Task description: Your answer must consist solely of the line containing "could you take a look at this and find the polished" and each line after it through the end of the data, copied exactly.

[Opening Material shown section]

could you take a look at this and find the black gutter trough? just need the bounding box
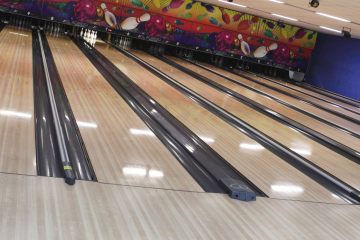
[74,37,264,201]
[40,31,97,181]
[297,82,360,108]
[33,30,64,178]
[149,54,360,204]
[177,59,360,164]
[243,71,360,115]
[34,29,97,183]
[194,61,360,139]
[231,69,360,125]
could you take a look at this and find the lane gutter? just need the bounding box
[73,37,264,201]
[192,61,360,139]
[35,29,76,185]
[230,67,360,125]
[40,32,97,181]
[144,53,360,204]
[242,71,360,115]
[179,59,360,163]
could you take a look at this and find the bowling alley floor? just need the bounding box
[1,173,360,240]
[0,25,360,240]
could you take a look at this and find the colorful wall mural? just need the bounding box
[0,0,318,70]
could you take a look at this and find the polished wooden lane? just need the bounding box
[198,62,360,135]
[166,60,360,153]
[1,174,359,239]
[238,71,360,118]
[0,26,36,175]
[172,59,360,153]
[135,54,360,194]
[47,36,202,192]
[299,82,360,107]
[97,45,346,204]
[244,73,360,114]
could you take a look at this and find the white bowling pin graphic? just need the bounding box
[91,31,95,45]
[253,43,278,58]
[120,13,151,30]
[237,34,250,56]
[86,29,90,41]
[119,37,123,47]
[101,3,117,27]
[92,31,96,44]
[87,30,91,41]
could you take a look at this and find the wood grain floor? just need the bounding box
[0,32,359,239]
[0,26,36,175]
[244,72,360,114]
[200,63,360,135]
[0,173,359,240]
[162,56,360,192]
[242,72,360,118]
[96,45,346,204]
[47,36,202,192]
[196,62,360,152]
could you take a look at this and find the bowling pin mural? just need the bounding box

[Closing Material shown section]

Answer section:
could you take a look at this and find the polished wooden lane? just need the bounding box
[198,62,360,135]
[166,60,360,153]
[1,174,359,239]
[238,71,360,118]
[0,26,36,175]
[172,59,360,153]
[135,54,360,194]
[47,36,202,192]
[299,82,360,107]
[97,45,346,204]
[244,73,360,114]
could you take a look at this and find the white bowling pin graphic? just need the bounding box
[91,31,95,45]
[253,43,278,58]
[120,13,151,30]
[237,34,250,56]
[86,29,90,41]
[119,37,123,47]
[101,3,117,27]
[92,31,96,44]
[87,30,91,41]
could you take a look at this and find the wood grain floor? just need the bounding box
[0,32,359,239]
[0,26,36,175]
[244,72,360,114]
[200,63,360,135]
[0,173,359,240]
[162,56,360,192]
[242,72,360,118]
[96,45,346,204]
[47,36,202,192]
[196,62,360,152]
could you take a look at this and find the bowling pin mural? just need the bounding box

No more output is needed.